(Dataset excerpts)
_ _ _
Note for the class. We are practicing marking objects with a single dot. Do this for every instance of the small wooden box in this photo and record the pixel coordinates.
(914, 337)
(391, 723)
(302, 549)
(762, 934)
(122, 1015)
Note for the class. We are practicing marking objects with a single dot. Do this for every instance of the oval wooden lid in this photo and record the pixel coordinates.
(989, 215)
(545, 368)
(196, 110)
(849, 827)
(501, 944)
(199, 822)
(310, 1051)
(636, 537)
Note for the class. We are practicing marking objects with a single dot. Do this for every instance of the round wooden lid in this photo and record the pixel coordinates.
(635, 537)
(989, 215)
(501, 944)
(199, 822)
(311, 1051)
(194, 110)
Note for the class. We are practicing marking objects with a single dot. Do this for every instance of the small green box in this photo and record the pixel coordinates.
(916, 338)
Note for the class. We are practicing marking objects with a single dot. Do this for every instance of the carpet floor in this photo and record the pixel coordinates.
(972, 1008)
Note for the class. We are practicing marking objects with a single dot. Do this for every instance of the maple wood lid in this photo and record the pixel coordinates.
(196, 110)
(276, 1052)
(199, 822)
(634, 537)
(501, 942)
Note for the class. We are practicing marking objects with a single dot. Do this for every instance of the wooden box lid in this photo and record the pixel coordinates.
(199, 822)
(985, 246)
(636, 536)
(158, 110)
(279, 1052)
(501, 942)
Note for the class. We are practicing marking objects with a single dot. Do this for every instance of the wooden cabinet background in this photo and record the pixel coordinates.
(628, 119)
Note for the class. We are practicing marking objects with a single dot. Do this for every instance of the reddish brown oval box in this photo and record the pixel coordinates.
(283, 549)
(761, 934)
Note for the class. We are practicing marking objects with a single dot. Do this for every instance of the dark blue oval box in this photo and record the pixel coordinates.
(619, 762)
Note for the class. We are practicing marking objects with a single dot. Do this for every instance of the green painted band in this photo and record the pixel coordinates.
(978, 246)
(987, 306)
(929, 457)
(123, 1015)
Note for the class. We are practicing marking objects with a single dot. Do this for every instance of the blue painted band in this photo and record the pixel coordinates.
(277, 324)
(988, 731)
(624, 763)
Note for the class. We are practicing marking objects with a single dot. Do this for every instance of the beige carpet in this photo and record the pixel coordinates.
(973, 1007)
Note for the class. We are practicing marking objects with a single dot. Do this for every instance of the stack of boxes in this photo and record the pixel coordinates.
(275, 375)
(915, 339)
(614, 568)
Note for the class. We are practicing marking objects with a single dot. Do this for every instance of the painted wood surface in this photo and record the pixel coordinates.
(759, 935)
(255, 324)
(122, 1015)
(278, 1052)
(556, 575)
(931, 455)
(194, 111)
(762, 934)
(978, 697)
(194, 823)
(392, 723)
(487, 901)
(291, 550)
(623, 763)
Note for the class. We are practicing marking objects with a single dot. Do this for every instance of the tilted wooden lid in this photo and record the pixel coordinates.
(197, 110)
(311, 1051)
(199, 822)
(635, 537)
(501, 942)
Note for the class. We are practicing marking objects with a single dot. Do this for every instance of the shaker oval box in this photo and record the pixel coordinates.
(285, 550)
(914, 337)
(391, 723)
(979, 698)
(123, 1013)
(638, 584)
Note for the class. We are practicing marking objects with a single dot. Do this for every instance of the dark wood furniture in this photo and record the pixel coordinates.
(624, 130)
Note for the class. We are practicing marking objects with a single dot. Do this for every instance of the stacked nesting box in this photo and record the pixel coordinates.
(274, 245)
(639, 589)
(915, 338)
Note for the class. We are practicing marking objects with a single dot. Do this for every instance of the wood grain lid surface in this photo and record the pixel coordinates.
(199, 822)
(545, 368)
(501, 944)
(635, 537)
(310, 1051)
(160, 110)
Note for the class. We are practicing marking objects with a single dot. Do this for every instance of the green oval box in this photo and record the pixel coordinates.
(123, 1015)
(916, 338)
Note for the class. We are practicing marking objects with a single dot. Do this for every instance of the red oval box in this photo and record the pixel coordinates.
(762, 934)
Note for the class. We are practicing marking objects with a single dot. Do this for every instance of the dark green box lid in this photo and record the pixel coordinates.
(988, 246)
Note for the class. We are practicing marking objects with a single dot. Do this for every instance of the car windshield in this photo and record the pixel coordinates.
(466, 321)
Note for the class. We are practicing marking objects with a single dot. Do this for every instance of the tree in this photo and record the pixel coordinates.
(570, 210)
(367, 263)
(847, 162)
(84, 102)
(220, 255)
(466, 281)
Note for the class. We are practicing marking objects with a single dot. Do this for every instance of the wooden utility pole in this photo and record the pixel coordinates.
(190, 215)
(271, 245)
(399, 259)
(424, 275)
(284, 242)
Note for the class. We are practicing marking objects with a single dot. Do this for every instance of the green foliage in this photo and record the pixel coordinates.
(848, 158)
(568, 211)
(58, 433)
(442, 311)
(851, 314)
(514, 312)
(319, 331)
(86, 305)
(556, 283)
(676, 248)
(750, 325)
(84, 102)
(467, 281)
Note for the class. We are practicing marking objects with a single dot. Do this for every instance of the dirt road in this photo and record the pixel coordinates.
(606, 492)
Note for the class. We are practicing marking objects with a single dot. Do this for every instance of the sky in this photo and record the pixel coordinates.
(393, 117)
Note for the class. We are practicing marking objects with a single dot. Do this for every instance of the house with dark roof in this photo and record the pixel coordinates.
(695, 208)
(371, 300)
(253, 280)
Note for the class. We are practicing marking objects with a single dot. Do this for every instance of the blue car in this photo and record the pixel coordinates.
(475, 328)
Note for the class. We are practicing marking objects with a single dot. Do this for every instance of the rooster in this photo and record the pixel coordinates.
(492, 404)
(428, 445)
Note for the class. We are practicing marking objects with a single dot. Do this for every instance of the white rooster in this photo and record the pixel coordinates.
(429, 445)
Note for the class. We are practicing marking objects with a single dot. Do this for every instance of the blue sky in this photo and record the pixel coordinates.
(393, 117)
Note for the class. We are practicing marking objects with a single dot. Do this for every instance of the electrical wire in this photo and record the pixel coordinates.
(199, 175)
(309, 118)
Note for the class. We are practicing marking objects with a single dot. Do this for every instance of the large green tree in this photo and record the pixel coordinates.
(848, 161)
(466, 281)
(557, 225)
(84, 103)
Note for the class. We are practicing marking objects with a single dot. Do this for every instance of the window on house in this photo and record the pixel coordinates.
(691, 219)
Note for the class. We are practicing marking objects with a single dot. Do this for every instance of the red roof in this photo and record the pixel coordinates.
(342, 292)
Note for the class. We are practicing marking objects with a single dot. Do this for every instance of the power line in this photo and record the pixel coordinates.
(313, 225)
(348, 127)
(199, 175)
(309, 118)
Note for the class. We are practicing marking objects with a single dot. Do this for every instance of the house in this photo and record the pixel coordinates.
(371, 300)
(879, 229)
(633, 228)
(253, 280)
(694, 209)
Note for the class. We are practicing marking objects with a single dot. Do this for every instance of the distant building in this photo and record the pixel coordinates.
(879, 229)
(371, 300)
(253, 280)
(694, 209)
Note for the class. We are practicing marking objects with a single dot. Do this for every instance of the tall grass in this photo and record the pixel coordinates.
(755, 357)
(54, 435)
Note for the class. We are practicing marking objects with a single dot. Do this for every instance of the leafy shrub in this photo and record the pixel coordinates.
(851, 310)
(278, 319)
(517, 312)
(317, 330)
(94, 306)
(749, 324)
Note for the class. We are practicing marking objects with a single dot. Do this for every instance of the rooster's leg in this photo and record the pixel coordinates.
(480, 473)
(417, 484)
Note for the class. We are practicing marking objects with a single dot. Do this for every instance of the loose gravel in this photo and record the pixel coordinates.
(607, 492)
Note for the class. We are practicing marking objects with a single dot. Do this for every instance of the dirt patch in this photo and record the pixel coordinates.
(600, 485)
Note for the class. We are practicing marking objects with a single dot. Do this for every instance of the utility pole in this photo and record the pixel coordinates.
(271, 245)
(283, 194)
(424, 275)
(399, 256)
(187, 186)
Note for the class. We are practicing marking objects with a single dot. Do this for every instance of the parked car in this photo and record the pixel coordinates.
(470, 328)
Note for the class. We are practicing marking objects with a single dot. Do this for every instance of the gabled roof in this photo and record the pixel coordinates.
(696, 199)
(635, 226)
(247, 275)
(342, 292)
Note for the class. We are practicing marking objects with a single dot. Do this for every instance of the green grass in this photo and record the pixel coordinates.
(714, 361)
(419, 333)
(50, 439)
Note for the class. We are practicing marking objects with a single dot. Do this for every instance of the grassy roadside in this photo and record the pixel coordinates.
_ _ _
### YOUR OBJECTIVE
Set down each line from the line containing "the green grass" through the final line of the data, exactly and with nothing added.

### SOLUTION TO THE EXERCISE
Note for the class. We are practicing marking objects with a single dot. Do this for every instance of the green grass in this photo and record the pixel coordinates.
(714, 361)
(419, 333)
(50, 439)
Note for the class. We are practicing marking objects with a single dot. Do this for every instance of the grassy roadside in this photo and record the pixel coordinates.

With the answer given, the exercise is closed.